(Beginning of Selected excerpt)

In 2011, the Chesapeake Bay Commission sponsored a manure-to-energy summit in Maryland to discuss the potential of new technologies. A representative from BHSL was there, and he later invited members of the tri-state legislative advisory body to see a plant in England. Several Maryland policy-makers made the trip, including Sen. Thomas “Mac” Middleton, a Charles County Democrat and the Senate's only full-time farmer. “It has huge, huge potential,” he says of O’Connor’s system. “And these are very dedicated people.”
Like Maryland, the United Kingdom has a poultry problem. But the issue there is mainly with the nitrate produced by the animal waste, not the phosphorus.
In 1996, out of concern for its drinking water, the United Kingdom placed 8 percent of its land in “nitrate vulnerable zones” where the government restricted how much manure farmers could apply. In December 2000 European courts ruled that the United Kingdom also needed to protect ground and surface water, and increased the vulnerable zones to 47 percent of the land.
By 2002, nitrate-vulnerable zones were the law all over Europe. Suddenly, farmers like the O’Connor family, who had raised poultry for decades in Limerick, had no place for their manure.
O’Connor worked with engineers, technologists and farmers to find a solution. Since 2006, five BHSL systems have been installed on farms in the United Kingdom. Six more will be finished by March. O’Connor said that he believes that a law change in 2014 that re-classified manure as a fuel and not a waste has opened possibilities in Europe for both the systems and the byproducts, which help to offset the costs. He hopes that change will come in the United States as well, but notes it took three years in Europe.
It’s not clear yet how much demand there will be in Maryland for converting poultry manure to energy. Soil test results submitted to the state agriculture department suggest the problem with phosphorus-saturated fields may not be as severe as initially believed. And not every project will succeed. The administration of former Maryland Governor Martin O’Malley granted a contract to a California company, Green Planet Power Solutions, to build a $75 million plant on the Shore, which would have been capable of generating power from 175,000 tons of manure annually. But the company had never built such a facility, and the project never came together. The Hogan administration canceled the contract.

(End of Selected excerpt)
(Beginning of Given information)

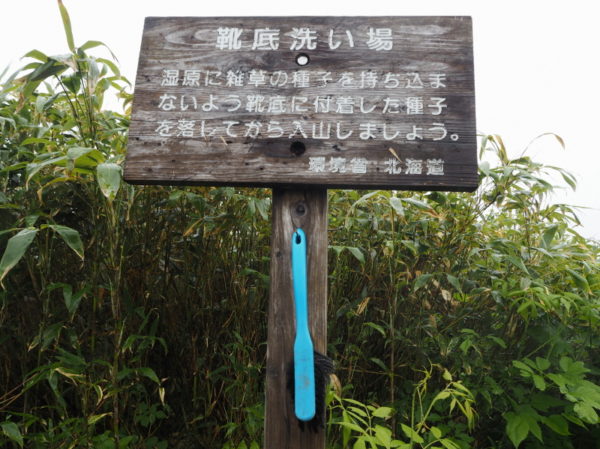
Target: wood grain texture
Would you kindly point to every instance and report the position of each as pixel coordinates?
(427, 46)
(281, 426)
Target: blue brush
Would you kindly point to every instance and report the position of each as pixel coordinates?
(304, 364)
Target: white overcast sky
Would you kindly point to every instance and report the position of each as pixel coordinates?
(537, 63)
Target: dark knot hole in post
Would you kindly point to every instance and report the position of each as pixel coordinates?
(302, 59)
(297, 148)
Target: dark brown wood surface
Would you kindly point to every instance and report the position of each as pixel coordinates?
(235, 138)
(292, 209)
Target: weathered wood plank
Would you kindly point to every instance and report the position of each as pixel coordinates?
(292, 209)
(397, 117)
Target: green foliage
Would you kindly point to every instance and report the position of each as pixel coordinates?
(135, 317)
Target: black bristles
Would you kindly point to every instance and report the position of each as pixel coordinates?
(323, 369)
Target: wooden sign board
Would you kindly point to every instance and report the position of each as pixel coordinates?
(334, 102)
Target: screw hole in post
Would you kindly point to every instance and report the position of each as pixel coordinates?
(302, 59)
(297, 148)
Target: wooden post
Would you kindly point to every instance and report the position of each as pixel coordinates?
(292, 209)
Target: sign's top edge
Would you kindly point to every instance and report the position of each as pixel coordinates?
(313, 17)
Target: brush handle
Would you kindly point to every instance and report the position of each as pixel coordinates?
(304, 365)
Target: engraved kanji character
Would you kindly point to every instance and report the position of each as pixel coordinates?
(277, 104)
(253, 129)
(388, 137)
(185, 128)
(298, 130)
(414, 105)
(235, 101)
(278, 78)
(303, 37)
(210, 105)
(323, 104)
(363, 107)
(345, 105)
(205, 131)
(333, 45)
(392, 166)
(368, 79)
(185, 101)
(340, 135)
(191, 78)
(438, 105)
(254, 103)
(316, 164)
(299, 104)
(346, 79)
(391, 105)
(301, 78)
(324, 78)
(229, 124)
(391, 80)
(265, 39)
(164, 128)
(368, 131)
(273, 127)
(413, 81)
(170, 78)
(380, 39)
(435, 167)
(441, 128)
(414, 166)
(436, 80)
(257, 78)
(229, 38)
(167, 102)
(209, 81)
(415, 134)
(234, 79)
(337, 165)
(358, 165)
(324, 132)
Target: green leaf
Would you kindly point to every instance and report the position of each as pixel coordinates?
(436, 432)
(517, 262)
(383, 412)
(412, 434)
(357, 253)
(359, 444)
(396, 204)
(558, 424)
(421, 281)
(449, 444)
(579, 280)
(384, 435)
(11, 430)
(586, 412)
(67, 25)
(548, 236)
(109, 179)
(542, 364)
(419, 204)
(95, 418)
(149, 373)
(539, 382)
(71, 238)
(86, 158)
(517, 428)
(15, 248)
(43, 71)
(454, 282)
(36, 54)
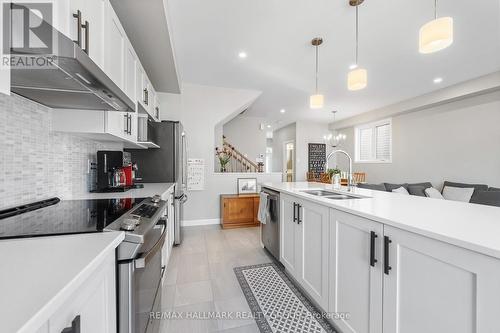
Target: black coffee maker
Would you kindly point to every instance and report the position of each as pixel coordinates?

(End of Given information)
(Beginning of Given information)

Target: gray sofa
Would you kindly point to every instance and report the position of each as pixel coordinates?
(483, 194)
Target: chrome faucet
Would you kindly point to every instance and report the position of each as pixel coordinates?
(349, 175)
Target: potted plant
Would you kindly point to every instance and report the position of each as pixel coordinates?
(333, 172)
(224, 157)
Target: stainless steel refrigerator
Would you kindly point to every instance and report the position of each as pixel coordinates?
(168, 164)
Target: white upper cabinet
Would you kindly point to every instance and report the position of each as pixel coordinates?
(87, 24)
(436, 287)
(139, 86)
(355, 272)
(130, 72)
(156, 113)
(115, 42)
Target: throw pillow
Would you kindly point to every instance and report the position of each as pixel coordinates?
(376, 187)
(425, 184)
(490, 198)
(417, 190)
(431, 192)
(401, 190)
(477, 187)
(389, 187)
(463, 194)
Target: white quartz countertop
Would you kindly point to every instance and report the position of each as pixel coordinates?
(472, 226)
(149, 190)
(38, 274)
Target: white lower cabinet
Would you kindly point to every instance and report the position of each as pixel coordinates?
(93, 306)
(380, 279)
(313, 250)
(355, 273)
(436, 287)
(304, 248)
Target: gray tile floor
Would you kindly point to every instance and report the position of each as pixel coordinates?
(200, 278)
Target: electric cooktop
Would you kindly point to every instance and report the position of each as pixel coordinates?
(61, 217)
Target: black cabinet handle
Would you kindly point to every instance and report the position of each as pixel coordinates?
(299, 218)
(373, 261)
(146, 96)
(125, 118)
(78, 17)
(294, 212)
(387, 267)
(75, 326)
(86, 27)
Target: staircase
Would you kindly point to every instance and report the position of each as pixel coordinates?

(End of Given information)

Parts of the exercise:
a – Summarize the manure-to-energy passage in two sentences.
b – According to the manure-to-energy passage, how did a 2014 law change re-classify manure?

Answer list:
a – After a 2011 Chesapeake Bay Commission summit, several Maryland policy-makers, including Sen. Thomas “Mac” Middleton, visited a BHSL plant in England. Europe's nitrate-vulnerable zones had left poultry farmers like the O’Connor family with no place for their manure, and five BHSL systems have been installed on UK farms since 2006, but Maryland's demand is unclear and a planned $75 million plant there was canceled.

b – It re-classified manure as a fuel and not a waste.